**TASK BRIEF:** Where an entry contains an image, leave the image out; restate everything else exactly.

**DATA EXTRACT:**
○ ○ ○ ○

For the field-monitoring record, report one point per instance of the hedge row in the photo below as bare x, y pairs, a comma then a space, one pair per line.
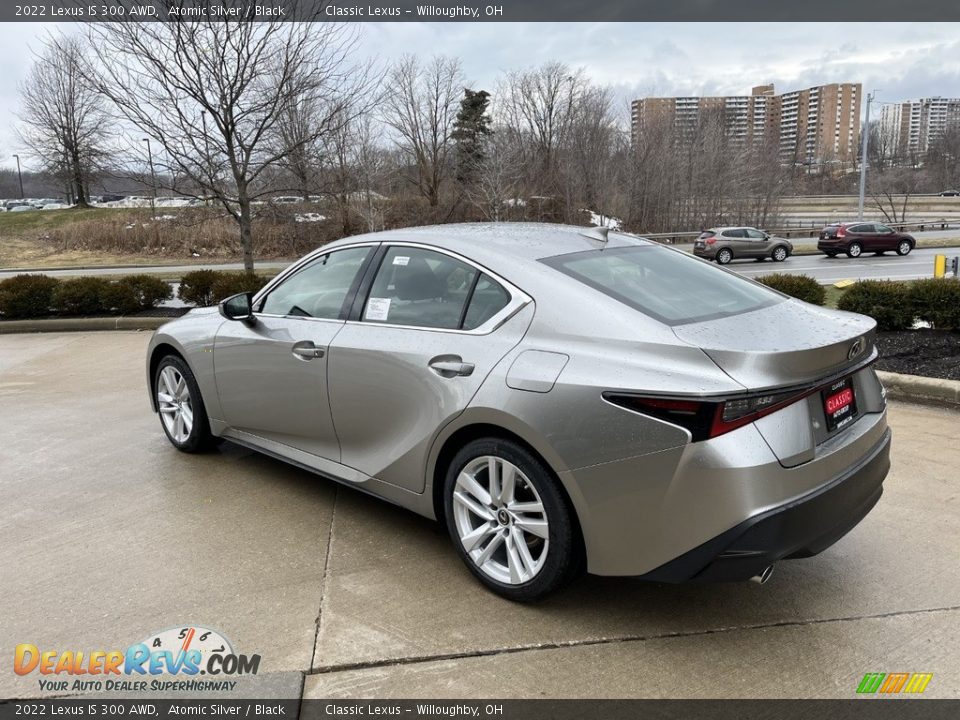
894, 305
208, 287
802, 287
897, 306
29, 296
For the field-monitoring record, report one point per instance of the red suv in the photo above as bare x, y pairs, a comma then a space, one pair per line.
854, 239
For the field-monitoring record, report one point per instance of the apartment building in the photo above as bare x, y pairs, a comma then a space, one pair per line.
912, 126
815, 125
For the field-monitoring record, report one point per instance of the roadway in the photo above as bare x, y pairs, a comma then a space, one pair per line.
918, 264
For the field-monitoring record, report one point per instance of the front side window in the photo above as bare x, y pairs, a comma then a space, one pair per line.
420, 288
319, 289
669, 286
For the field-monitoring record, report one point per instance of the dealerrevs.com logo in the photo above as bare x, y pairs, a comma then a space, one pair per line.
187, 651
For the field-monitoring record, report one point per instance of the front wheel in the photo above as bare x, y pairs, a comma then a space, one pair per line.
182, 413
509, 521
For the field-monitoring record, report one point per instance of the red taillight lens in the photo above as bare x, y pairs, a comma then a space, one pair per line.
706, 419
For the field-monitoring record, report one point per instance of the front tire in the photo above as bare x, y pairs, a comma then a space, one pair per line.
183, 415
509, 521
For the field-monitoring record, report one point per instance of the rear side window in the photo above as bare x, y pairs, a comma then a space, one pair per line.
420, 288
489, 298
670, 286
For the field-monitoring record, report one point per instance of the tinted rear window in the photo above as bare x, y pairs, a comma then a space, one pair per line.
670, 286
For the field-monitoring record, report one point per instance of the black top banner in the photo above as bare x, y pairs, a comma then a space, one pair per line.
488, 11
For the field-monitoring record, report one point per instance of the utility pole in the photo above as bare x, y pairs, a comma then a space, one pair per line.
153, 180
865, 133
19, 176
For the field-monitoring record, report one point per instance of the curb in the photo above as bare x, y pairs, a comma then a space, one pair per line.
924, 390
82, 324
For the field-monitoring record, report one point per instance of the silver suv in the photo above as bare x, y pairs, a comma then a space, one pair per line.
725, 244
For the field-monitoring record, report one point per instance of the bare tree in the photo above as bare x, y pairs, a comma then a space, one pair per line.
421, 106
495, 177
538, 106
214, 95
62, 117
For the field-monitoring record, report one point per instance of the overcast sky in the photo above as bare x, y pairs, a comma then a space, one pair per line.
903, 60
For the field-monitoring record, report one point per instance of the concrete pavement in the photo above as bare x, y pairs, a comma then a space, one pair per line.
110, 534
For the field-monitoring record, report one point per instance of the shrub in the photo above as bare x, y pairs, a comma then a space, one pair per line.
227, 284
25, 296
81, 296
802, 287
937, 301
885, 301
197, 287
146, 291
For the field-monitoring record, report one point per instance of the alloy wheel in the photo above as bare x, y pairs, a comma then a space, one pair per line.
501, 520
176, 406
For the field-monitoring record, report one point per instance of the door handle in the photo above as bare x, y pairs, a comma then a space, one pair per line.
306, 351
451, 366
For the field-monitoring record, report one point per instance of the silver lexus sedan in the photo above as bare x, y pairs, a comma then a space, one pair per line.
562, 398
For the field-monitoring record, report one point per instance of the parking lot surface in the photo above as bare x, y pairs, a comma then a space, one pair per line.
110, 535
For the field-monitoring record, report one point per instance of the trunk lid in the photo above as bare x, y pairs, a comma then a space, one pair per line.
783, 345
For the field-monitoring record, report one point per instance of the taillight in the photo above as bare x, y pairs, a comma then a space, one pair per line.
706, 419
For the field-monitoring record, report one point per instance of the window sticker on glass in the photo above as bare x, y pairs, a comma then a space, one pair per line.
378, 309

○ ○ ○ ○

**ANSWER BOX:**
For the field-monitoring record, report one point per instance of the hedge row in the photo below as bare x, y pairs, a comma then a space, one pair per line.
894, 305
208, 287
802, 287
897, 306
29, 296
For the field-monitoring record, report one point per instance of the red suv in the photo above as bare x, y pairs, a comma then a space, one pair per line.
854, 239
For the field-monitoring record, report one point per instance of the apartment building in the photo above as bare x, y pairs, a comma then a space, one pair per line.
912, 126
815, 125
For the field-monitoring record, report one point per instance of the roadway in the photo above as bare x, y pairs, a comma then a space, one pair per line.
918, 264
For the field-monitoring record, report one point per instance of the front side window in the photo above as bare x, y pairs, a comma then a space, one pair per line.
420, 288
319, 289
669, 286
For the field-monitoring record, report one point per instance of the dealerrevs.com logo in the photo above as bare x, y pairs, a comma then a space, one pair per line.
187, 651
For the field-monitoring record, report one point per instance of the front wheel in the photo above as bare x, y pairs, a comma then a space, one pair per line.
182, 413
509, 521
For the field-monitoring record, report one point per instance of the red taillight lens in the photo above as bare x, y pairs, a comma then a space, one pair per line.
706, 419
For the field-monitoring record, report one point per instance of the front tire in the photo above as bare x, y pairs, a comma then a space, one pair per line.
183, 415
509, 521
For the field-monitoring record, report one point per instance of the rear side window in the photo above as bare x, y pairs, a comma then a space, one pair per line.
420, 288
489, 298
670, 286
For the field-monitoring record, report one point per instance of the tinted rear window in the photo above as bare x, y pairs, a comma then a space, one pair per line.
670, 286
For the field-monitoring record, report one point per instance of the black top banner in the photo above as bare x, y pairs, a comma then a space, one pair per line.
488, 11
For the field-monitoring record, report one point per instance of the utility pole in the photo above as bare x, y pairs, a comma then a space, one pair per line.
153, 180
865, 133
19, 176
For the field-monitoring record, report one point per instance of the curb in the photo above as bare x, y pairs, a comma then a space, one pair per line.
924, 390
82, 324
For the field-monitoring record, report one point per instance of the silver suv in the photo above as bare x, y pairs, a comma then a space, one pair per line.
725, 244
For the field-monitoring record, report one point per instance of the bare tree in the photo above as bare x, y pairs, a comma then a space, one pair per line.
421, 106
495, 177
538, 106
214, 95
62, 117
For the field-monitoring record, report one point per instance of the overcast sky in the photo above as bare x, y pairs, a comma then a space, one pair per line.
903, 60
For the field-monitoring record, report one point per instance of the concrete pavement in the photo above as bare x, y pairs, a comma then a space, one pair per line.
110, 534
For the field-monitoring record, report one point per instance of the shrub in the photo above as bare x, y pairs, a comma then a space, one pair per line.
227, 284
25, 296
81, 296
802, 287
937, 301
885, 301
197, 287
146, 291
For the field-monitoring record, report one point per instance of the alloy wheel in the photo above as bare x, y pairs, a comma then a space, one pair per line.
501, 520
176, 406
For the field-monitoring record, report one point per instance of the door handle in the photo above as bare x, y pairs, a comma then a space, one pair per line.
306, 351
451, 366
For the field-monitoring record, report one point per instance of the silver lexus sedan in the photo above as bare x, y pairs, a comma then a space, one pair per line.
562, 398
For the field-monitoring record, report one point per instance of the parking lot surface in the photo above as bare x, y pairs, a comma then a space, one pair per line.
110, 535
For the field-monitoring record, report one point per instance of the trunk lid in the photo above as bare x, y pairs, a comma then a space, one pair per line.
783, 345
For the field-monitoring record, report one point per instance of the taillight in the photo above as bare x, y pairs, a comma then a space, one pair per line.
706, 419
For the field-monitoring record, report one point per instance of the window sticker on glass in the photo above as bare x, y pairs, a comma then a space, one pair per line.
378, 309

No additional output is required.